▶ TASK TO COMPLETE: Scale the entries below by reproducing every line, requests included, with each box coordinate in the answers multiplied by 1.3 and rounded to a whole number, halves rounding up. Leave the numbers in the requests and their format samples unchanged.

▶ MATERIAL:
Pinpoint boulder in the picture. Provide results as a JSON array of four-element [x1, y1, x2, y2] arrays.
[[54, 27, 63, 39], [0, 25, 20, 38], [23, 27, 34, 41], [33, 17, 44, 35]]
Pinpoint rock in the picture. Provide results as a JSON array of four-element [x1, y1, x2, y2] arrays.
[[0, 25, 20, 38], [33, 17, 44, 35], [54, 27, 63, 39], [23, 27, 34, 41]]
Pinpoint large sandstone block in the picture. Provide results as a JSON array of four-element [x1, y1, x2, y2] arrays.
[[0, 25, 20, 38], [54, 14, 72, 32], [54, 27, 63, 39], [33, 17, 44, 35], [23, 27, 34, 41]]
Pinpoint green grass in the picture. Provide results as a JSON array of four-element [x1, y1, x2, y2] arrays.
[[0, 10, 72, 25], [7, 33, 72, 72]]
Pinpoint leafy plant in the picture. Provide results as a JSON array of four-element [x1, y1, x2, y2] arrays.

▶ RESULT OF THIS TASK:
Pinpoint boulder in the picture. Provide results as a JSON array of four-element [x1, y1, x2, y2] arrays.
[[70, 35, 82, 51], [0, 33, 26, 49], [30, 35, 44, 53], [43, 22, 57, 46]]
Pinpoint rock in the picture. Provide results as a JSON array of four-element [x1, y1, x2, y2] arrays.
[[0, 33, 26, 49], [43, 22, 57, 46], [70, 35, 82, 51], [30, 35, 44, 53]]
Pinpoint large sandstone block in the picture. Provide results as a JSON array of four-element [x1, y1, x2, y2] arrays.
[[0, 33, 26, 49], [70, 18, 94, 42], [70, 35, 82, 51], [43, 22, 57, 46], [30, 35, 44, 53]]
Pinpoint green grass in the picture. Provide results as a JSON array of four-element [x1, y1, x2, y2] arrays.
[[0, 13, 94, 33], [9, 43, 94, 94]]
Pinpoint leafy plant in the picture. Provide results as a JSON array of four-element [x1, y1, x2, y2] arrays.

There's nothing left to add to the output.